Hello,
Under FreeBSD 9, what filesystem should I use for PostgreSQL? (Dell
PowerEdge 2900, 24G mem, 10x2T SATA2 disk, Intel RAID controller.)
* ZFS is journaled, and it is more independent of the hardware. So if
the computer goes wrong, I can move the zfs array to a different server.
* UFS is not journaled. Also I have to rely on the RAID card to build
the RAID array. If there is a hw problem with it, then I won't be
able to recover the data easily.
I wonder if UFS has better performance or not. Or can you suggest
another fs? Just of the PGDATA directory.
Thanks,
Laszlo
Comments
Re: ZFS vs. UFS
By Greg Smith at 07/27/2012 - 01:24On 07/24/2012 08:51 AM, Laszlo Nagy wrote:
When Intel RAID controller is that? All of the ones on the motherboard
are pretty much useless if that's what you have. Those are slower than
software RAID and it's going to add driver issues you could otherwise
avoid. Better to connect the drives to the non-RAID ports or configure
the controller in JBOD mode first.
Using one of the better RAID controllers, one of Dell's good PERC models
for example, is one of the biggest hardware upgrades you could make to
this server. If your database is mostly read traffic, it won't matter
very much. Write-heavy loads really benefit from a good RAID
controller's write cache.
You should be able to get UFS working with a software mirror and
journaling using gstripe/gmirror or vinum. It doesn't matter that much
for PostgreSQL though. The data writes are journaled by the database,
and it tries to sync data to disk after updating metadata too. There
are plenty of PostgreSQL installs on FreeBSD/UFS that work fine.
ZFS needs more RAM and has higher CPU overhead than UFS does. It's a
heavier filesystem all around than UFS is. Your server is fast enough
that you should be able to afford it though, and the feature set is
nice. In addition to the RAID setup being simple to handle, having
checksums on your data is a good safety feature for PostgreSQL.
ZFS will heavily use server RAM for caching by default, much more so
than UFS. Make sure you check into that, and leave enough RAM for the
database to run too. (Doing *some* caching that way is good for
Postgres; you just don't want *all* the memory to be used for that)
Moving disks to another server is a very low probability fix for a
broken system. The disks are a likely place for the actual failure to
happen at in the first place. I like to think more in terms of "how can
I create a real-time replica of this data?" to protect databases, and
the standby server for that doesn't need to be an expensive system.
That said, there is no reason to set things up so that they only work
with that Intel RAID controller, given that it's not a very good piece
of hardware anyway.

--- DATASET CONTENT ---
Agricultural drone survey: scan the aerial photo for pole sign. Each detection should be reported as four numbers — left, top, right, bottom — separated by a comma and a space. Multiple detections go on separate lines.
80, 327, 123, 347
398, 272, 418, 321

--- SET PROBLEM 1 ---
In the ZFS vs. UFS thread, what does the reply say ZFS requires compared with UFS?
--- SET PROBLEM 2 ---
Go on with the ZFS vs. UFS thread, picking up right after its final sentence.
The lines above are separate material, apart from the ZFS vs. UFS thread.

--- RESULT 1 ---
ZFS needs more RAM and has higher CPU overhead than UFS.

--- RESULT 2 ---
Re: ZFS vs. UFS
By Laszlo Nagy at 07/31/2012 - 04:50I'm sorry, I feel I'm being off-topic.
Re: ZFS vs. UFS
By Craig A. James at 07/31/2012 - 10:33Last time I checked, "PERC" was a meaningless name. Dell put that label on
a variety of different controllers ... some were quite good, some were
terrible. The latest PERC controllers are pretty good. If your machine is
a few years old, the PERC controller may be a piece of junk.
Craig
Re: ZFS vs. UFS
By =?ISO-8859-1?Q?... at 07/24/2012 - 10:23There is journal support for UFS as far as i know. Please have a look at
the gjournal manpage.
Greetings,
Torsten
Re: ZFS vs. UFS
By Laszlo Nagy at 07/24/2012 - 14:35I could also buy an identical RAID card. In fact I could buy a complete
backup server. But right now I don't have the money for that. So I would
like to use a solution that allows me to recover from a failure even if
the RAID card goes wrong.
It might also be possible to combine gmirror + gjournal, but that is not
good enough. Performance and stability of a simple gmirror with two
disks is much worse then a raidz array with 10 disks (and hot spare), or
even a raid 1+0 (and hot spare) that is supported by the hw RAID card.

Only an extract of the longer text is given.